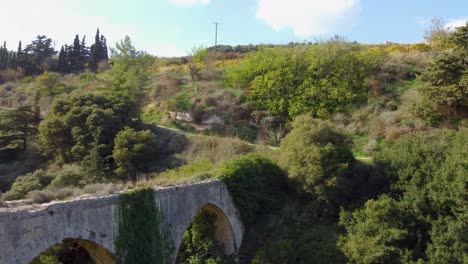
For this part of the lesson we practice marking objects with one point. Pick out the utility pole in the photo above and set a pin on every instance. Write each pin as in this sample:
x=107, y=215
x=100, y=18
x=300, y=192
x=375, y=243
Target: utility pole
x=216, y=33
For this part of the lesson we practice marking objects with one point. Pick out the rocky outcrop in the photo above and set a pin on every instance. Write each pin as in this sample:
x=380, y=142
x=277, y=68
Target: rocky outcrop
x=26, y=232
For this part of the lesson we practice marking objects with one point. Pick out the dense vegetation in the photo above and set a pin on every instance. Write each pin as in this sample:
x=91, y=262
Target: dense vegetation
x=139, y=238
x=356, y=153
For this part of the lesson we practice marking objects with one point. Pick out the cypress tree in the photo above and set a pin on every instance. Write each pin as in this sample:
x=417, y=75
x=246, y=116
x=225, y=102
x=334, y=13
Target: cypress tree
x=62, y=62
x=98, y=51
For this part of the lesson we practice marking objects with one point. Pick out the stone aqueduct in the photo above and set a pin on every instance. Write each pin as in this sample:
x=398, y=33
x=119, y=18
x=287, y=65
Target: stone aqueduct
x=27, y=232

...

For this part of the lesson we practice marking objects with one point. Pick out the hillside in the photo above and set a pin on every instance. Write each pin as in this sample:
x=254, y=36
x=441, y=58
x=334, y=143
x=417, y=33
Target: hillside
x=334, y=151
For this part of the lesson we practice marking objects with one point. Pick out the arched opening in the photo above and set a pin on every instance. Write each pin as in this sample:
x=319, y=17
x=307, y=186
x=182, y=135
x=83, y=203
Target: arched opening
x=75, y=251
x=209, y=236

==

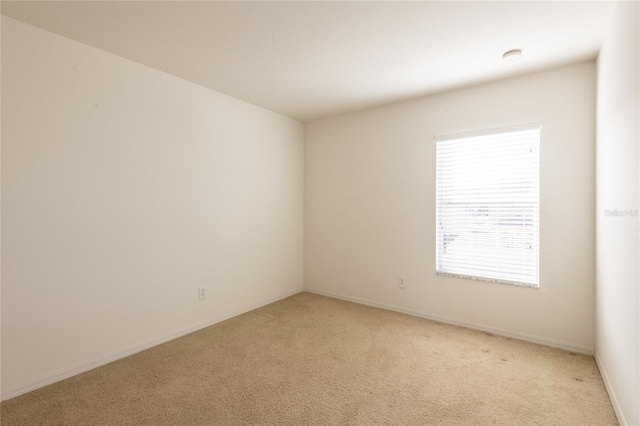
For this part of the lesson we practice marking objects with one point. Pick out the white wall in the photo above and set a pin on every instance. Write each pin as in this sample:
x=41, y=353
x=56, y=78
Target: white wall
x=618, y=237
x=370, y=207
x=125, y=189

## Given exercise
Pull out the lines of the records that begin with the one containing "out the white" and run through the one containing "x=125, y=189", both included. Reproduce them unchanged.

## Solution
For this part of the lesson we practice marking objects with one point. Pick out the white wall in the photo above and set a pin on every instance. Write each pin as in this sample:
x=41, y=353
x=56, y=78
Target: white wall
x=618, y=237
x=370, y=207
x=125, y=189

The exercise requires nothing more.